- **DIRECTIVE**
Give the listing again in full, exactly as written.

====== SUPPLIED ENTRIES ======

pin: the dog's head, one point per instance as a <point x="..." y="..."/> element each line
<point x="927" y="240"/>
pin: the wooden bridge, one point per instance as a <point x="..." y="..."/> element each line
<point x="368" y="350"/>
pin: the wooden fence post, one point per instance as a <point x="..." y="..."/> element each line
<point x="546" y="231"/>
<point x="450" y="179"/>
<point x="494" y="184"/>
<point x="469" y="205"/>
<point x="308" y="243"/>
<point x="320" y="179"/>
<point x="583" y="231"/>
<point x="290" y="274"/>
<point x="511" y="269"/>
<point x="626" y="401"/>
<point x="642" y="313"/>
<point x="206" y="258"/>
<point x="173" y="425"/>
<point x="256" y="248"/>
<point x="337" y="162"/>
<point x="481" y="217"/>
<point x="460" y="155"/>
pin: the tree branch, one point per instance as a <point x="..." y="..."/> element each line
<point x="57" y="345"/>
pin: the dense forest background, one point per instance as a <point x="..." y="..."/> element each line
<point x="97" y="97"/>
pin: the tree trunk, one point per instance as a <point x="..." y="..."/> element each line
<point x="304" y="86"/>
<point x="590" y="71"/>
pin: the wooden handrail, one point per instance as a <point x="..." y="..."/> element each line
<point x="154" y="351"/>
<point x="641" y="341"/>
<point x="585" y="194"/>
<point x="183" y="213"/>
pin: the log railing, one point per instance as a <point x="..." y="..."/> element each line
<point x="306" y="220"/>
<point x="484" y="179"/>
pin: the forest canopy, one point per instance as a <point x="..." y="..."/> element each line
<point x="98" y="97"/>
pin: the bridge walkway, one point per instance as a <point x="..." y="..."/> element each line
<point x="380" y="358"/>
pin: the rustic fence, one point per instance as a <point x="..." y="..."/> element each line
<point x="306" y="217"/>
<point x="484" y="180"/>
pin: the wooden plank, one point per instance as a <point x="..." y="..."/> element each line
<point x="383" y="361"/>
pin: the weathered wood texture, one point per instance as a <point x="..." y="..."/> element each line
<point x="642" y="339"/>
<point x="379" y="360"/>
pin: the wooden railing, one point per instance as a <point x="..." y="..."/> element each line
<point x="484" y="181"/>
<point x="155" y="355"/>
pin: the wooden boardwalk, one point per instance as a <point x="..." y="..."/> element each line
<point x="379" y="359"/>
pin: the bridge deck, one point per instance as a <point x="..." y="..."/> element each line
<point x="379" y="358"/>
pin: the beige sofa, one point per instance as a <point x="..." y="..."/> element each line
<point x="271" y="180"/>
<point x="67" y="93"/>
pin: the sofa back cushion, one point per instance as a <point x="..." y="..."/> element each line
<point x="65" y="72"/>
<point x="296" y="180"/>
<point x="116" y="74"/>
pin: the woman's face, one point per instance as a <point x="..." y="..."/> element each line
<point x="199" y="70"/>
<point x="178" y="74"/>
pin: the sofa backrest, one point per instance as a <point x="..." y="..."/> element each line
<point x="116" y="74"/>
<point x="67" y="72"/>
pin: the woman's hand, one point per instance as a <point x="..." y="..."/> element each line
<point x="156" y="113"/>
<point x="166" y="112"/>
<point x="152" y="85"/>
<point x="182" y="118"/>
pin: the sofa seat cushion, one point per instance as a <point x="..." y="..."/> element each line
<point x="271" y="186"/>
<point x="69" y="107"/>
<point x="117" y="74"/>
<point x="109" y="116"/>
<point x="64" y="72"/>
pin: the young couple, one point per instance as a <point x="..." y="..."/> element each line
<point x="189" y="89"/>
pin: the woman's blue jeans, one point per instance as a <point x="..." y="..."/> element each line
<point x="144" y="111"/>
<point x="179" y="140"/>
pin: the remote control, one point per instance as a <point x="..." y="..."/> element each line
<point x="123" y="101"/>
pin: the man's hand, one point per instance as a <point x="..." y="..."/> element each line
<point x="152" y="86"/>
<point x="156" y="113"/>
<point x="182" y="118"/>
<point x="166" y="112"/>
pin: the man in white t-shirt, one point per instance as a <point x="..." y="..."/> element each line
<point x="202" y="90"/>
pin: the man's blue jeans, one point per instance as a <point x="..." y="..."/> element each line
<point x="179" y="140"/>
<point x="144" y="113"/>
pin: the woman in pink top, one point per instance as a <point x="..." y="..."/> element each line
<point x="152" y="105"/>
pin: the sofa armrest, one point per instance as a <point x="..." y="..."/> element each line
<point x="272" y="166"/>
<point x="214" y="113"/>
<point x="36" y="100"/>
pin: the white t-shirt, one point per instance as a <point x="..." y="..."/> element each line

======

- **TASK RESULT**
pin: the dog's head, one point per instance as a <point x="..." y="..."/> element each line
<point x="927" y="240"/>
pin: the wooden bridge, one point per instance as a <point x="..." y="..."/> element each line
<point x="368" y="350"/>
pin: the wooden fence post, one point per instance as a <point x="..." y="..."/> element each line
<point x="546" y="231"/>
<point x="450" y="179"/>
<point x="494" y="184"/>
<point x="469" y="205"/>
<point x="308" y="243"/>
<point x="320" y="179"/>
<point x="583" y="231"/>
<point x="290" y="274"/>
<point x="511" y="269"/>
<point x="626" y="401"/>
<point x="642" y="313"/>
<point x="206" y="258"/>
<point x="173" y="425"/>
<point x="256" y="248"/>
<point x="337" y="162"/>
<point x="481" y="217"/>
<point x="460" y="155"/>
pin: the tree branch, one point per instance as a <point x="..." y="..."/> element each line
<point x="57" y="345"/>
pin: the dense forest background, one point per instance as a <point x="..." y="..."/> element each line
<point x="97" y="97"/>
pin: the tree trunk, one point per instance as a <point x="..." y="..."/> element each line
<point x="304" y="86"/>
<point x="590" y="71"/>
pin: the wooden handrail, one point per instance as a <point x="..." y="..."/> element each line
<point x="154" y="351"/>
<point x="641" y="341"/>
<point x="585" y="194"/>
<point x="183" y="213"/>
pin: the log railing, one point per instance as a <point x="..." y="..."/> element each line
<point x="306" y="220"/>
<point x="484" y="179"/>
pin: the forest canopy, one point per instance as a <point x="..." y="..."/> element each line
<point x="98" y="97"/>
pin: the bridge walkway, one point per instance as a <point x="..." y="..."/> element each line
<point x="380" y="358"/>
pin: the rustic fence, one point per instance as a <point x="..." y="..."/> element each line
<point x="306" y="217"/>
<point x="484" y="180"/>
pin: the wooden plank, one point per instance as a <point x="..." y="..."/> element each line
<point x="383" y="361"/>
pin: the weathered wood texture, one point per instance as a <point x="..." y="..."/> element each line
<point x="642" y="339"/>
<point x="379" y="360"/>
pin: the wooden railing, one point per instance as a <point x="..." y="..."/> element each line
<point x="484" y="181"/>
<point x="155" y="355"/>
pin: the wooden boardwalk, one point per instance as a <point x="..." y="..."/> element each line
<point x="379" y="359"/>
pin: the bridge deck, one point per instance as a <point x="..." y="..."/> element each line
<point x="379" y="358"/>
pin: the beige sofa, one point per instance as a <point x="..." y="..."/> element each line
<point x="271" y="180"/>
<point x="67" y="93"/>
pin: the sofa back cushion, one point per instance as a <point x="..." y="..."/> element each line
<point x="65" y="72"/>
<point x="296" y="180"/>
<point x="116" y="74"/>
pin: the woman's face, one point per instance as a <point x="..." y="..."/> element each line
<point x="199" y="70"/>
<point x="178" y="74"/>
pin: the sofa backrest, one point per instance as a <point x="..." y="..."/> element each line
<point x="116" y="74"/>
<point x="67" y="72"/>
pin: the woman's hand, one point per instance as a <point x="..." y="..."/> element each line
<point x="156" y="113"/>
<point x="166" y="112"/>
<point x="152" y="85"/>
<point x="182" y="118"/>
pin: the sofa seat cushion, one point per instance as a <point x="..." y="..."/> element each line
<point x="271" y="186"/>
<point x="69" y="107"/>
<point x="117" y="74"/>
<point x="109" y="116"/>
<point x="64" y="72"/>
pin: the young couple, one point per instance as a <point x="..." y="..."/> element each line
<point x="189" y="89"/>
pin: the woman's blue jeans, one point per instance as a <point x="..." y="..."/> element each line
<point x="144" y="111"/>
<point x="179" y="140"/>
pin: the remote control, one point per instance as a <point x="..." y="..."/> element each line
<point x="123" y="101"/>
pin: the man's hand, one point per instance as a <point x="..." y="..."/> element each line
<point x="152" y="86"/>
<point x="156" y="113"/>
<point x="182" y="118"/>
<point x="166" y="112"/>
pin: the man in white t-shirt, one point per instance as a <point x="..." y="..."/> element each line
<point x="202" y="90"/>
pin: the man's blue jeans, one point per instance as a <point x="..." y="..."/> element each line
<point x="179" y="140"/>
<point x="144" y="113"/>
pin: the woman in pink top, one point per instance as a <point x="..." y="..."/> element each line
<point x="152" y="105"/>
pin: the sofa armrest, one point per instance as a <point x="..." y="..."/> element each line
<point x="272" y="166"/>
<point x="214" y="113"/>
<point x="36" y="100"/>
pin: the white t-shirt, one point per instance as a <point x="..." y="..."/> element each line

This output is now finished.